* [Excerpted passage]:
Machine learning and data quality

A robot reading a book requires data quality to work properly

Data quality is the key to successful machine learning and our machine learning filters the key to quality data.

Machine learning is where computers learn things that they were not specifically designed to do. Traditional definitions of data quality define it as data which can do what they were designed to do. Spotless Data has recognised that this is an out-of-date definition which fails when it comes to Machine Learning and data integrity in general.

This traditional definition also fails when it comes to future-proofing the data one has or are likely to have. To be able to do new things with big data without having to completely overhaul the platform that took such effort and resources to create; now that is data quality! It is also the essence of Machine Learning as well as a sign of the data validation of all the data in one's data repository.

The concept of machine learning

The concept of machine learning, which originally emerged in the late 1950s from the fields of pattern recognition and computational learning theory, is to create algorithms which can both learn from the data they have and do data analysis and make predictions from the data.

Advanced machine learning programmes can even write their own algorithms to do new things that had not occurred to their data scientist human programmers, or that the humans would have liked to do in theory but had not a clue how to do in practice. Some of these algorithms are so complex that no human being can understand them, either because they are too complicated or simply because the data are too big and it would take years or a lifetime to grasp the data and fully understand what the Machine Learning programme is doing with them.

Examples of machine learning

Well known examples of machine learning include

1. Driverless Vehicles: where the machine learning software installed in the vehicle learns how to drive and navigate roads and obstacles for itself, much as each human driver has had to to do when learning to drive.

2. Fraud Detection: Machine learning programmes which sift through vast quantities of transaction data to be able to spot and flag possible fraud or attempts at fraud, a perennial problem for all retailers.

3. Recommendations, where the machine learning trawls through the habits of users to recommend new stuff based on what they like. Classic examples are television, where the data concerning the programmes you watch or display and interest in watching can allow the machine learning software to identify other shows you would like; and Facebook, where their machine learning programme works out which news items appear on your timeline based on your activity and commenting on the site.

* [Written problem 1]: In the article on machine learning and data quality, when did the concept of machine learning originally emerge?
* [Written problem 2]: Render this sentence from the article on machine learning and data quality into Spanish: "Machine learning is where computers learn things that they were not specifically designed to do."
* [Written problem 3]: Pick up the article on machine learning and data quality after its final sentence and write the next part.

* [Items]:
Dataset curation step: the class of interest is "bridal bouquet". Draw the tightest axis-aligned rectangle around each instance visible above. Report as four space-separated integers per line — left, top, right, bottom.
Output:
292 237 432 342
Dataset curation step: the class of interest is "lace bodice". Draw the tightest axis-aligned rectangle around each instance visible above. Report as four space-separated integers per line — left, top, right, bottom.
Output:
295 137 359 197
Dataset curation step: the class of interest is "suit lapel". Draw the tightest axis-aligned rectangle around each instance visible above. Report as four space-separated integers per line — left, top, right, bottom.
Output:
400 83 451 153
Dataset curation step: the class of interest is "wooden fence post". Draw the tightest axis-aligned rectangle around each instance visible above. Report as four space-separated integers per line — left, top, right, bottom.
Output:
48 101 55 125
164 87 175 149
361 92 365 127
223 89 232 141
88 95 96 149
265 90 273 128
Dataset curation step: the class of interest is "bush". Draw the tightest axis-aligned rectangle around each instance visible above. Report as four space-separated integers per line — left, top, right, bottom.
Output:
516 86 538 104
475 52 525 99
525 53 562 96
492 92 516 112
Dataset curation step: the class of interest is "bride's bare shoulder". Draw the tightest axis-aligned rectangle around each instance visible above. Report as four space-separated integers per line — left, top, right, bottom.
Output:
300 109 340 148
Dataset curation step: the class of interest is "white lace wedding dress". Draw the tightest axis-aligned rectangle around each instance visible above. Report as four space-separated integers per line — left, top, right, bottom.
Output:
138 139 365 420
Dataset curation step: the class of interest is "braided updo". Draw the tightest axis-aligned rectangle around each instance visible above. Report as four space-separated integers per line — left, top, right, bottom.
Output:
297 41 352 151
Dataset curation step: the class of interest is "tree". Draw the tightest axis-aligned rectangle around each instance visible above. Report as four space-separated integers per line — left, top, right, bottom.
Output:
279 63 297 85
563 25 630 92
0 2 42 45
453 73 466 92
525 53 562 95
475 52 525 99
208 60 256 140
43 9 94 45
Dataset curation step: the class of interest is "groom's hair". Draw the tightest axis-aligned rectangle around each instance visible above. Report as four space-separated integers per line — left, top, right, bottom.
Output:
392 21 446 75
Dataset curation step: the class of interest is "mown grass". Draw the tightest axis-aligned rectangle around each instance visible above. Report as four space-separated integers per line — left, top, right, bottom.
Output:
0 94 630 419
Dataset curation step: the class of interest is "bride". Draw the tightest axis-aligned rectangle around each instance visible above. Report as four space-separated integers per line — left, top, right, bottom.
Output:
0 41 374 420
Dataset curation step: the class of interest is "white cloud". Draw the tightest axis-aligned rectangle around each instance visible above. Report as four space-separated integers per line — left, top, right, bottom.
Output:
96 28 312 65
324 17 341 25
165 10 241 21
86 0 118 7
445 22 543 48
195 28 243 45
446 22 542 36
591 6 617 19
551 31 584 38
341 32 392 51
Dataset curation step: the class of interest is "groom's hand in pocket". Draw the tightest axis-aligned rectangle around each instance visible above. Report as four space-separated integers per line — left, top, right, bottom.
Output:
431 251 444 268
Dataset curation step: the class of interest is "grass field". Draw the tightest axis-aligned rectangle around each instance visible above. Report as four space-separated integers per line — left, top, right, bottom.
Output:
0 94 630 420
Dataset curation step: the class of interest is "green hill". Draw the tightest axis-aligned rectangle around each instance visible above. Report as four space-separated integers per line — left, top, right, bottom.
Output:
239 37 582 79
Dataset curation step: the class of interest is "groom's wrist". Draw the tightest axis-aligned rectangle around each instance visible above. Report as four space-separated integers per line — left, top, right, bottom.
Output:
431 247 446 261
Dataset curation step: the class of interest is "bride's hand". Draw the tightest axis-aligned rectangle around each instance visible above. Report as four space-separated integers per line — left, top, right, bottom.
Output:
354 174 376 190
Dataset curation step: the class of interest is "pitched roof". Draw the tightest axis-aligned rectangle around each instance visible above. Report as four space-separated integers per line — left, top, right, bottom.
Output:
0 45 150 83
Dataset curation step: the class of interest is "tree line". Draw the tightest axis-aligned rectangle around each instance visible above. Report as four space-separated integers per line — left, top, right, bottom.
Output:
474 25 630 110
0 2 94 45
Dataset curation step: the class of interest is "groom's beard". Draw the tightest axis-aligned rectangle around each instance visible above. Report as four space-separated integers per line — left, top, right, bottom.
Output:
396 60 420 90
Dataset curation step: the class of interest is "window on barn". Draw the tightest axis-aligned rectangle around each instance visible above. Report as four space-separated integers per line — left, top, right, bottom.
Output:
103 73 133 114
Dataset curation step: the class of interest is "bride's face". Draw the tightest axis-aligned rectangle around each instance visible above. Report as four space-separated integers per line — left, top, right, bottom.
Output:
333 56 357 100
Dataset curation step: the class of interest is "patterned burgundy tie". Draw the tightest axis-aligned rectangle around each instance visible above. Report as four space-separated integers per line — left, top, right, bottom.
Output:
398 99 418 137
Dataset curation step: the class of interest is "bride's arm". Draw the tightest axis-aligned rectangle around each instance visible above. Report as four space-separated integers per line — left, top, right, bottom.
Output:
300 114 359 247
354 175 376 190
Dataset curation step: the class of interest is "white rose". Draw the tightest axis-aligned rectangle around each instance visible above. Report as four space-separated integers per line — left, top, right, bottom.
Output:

* [Written reply 1]: In the late 1950s.

* [Written reply 2]: El aprendizaje automático es cuando las computadoras aprenden cosas para las que no fueron diseñadas específicamente.

* [Written reply 3]:
Data quality as the pre-requisite to machine learning

An essential and fundamental truth concerning machinee learning is that the best-designed computer algorithms and other things machine learning can do are only going to be as good as the data the machine learning software works with. Data quality underpins the success or failure of machine learning.

Ambitious programmers who give their machine learning programmes large quantities of big data to work with are bound to be disappointed if the machine learning appears to have learnt nothing, or writes its own algorithms that then don't work. The cause is in the poor quality of the data, dirty, full of corruptions, mismatches, duplications and other inaccuracies. Unless the data the machine is working with are quality data which can be trusted in, it is hard to see how any Machine Learning programme could achieve anything very much that would be considered useful or worthwhile.

But if the data have already been cleaned before the machine learning software has to deal with them, i.e. at the point of entry, then a different and much brighter story will emerge. This is where Spotless Data comes in and can be so useful to ensure that the Machine Learning software has spotlessly clean data to work with in the first place. Then, ambitious programmers are likely to be astounded by the sheer ability of the Machine Learning programme to both learn for itself and to do those things it had not been designed for but which are tremendously useful and profitable for the company which owns it.

Spotless Data's unique web-based API solution to dirty data can be built into your machine learning software in its design or build phase or you can simply pass your data through our unique web-based API before entering the into the data lake or data warehouse where the machine learning computer software will start to work with it, producing the machine learning software and algorithms that will allow your company to stand out among its competitors and attract the lion's share of the pool of potential customers.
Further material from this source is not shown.